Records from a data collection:

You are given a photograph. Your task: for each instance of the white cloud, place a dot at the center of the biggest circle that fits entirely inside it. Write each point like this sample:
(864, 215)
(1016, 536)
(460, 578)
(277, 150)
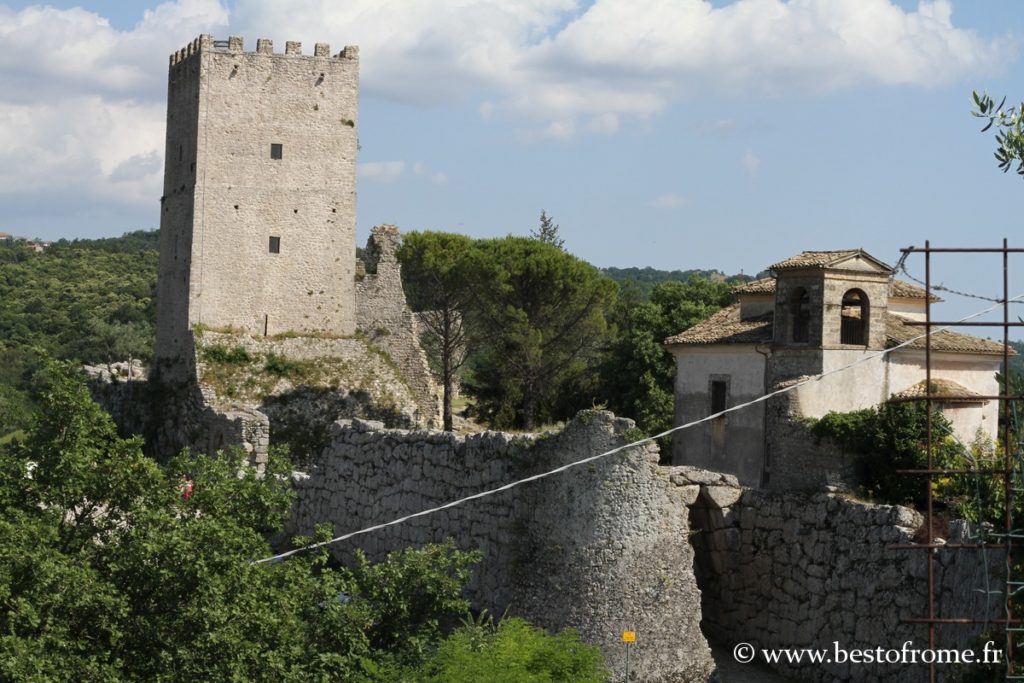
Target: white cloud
(603, 123)
(670, 201)
(554, 61)
(82, 111)
(82, 104)
(384, 171)
(751, 164)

• _Task_
Without the pictures, give back the entries exactly.

• _Answer area_
You are given a photograph. Your task: for each instance of the white cloud, place a dot at the center of the biggest circle that fits entirely inside it. Write each point like this sample:
(864, 215)
(1016, 536)
(460, 578)
(277, 150)
Target: white cloud
(603, 123)
(670, 201)
(554, 61)
(82, 111)
(82, 104)
(384, 171)
(751, 164)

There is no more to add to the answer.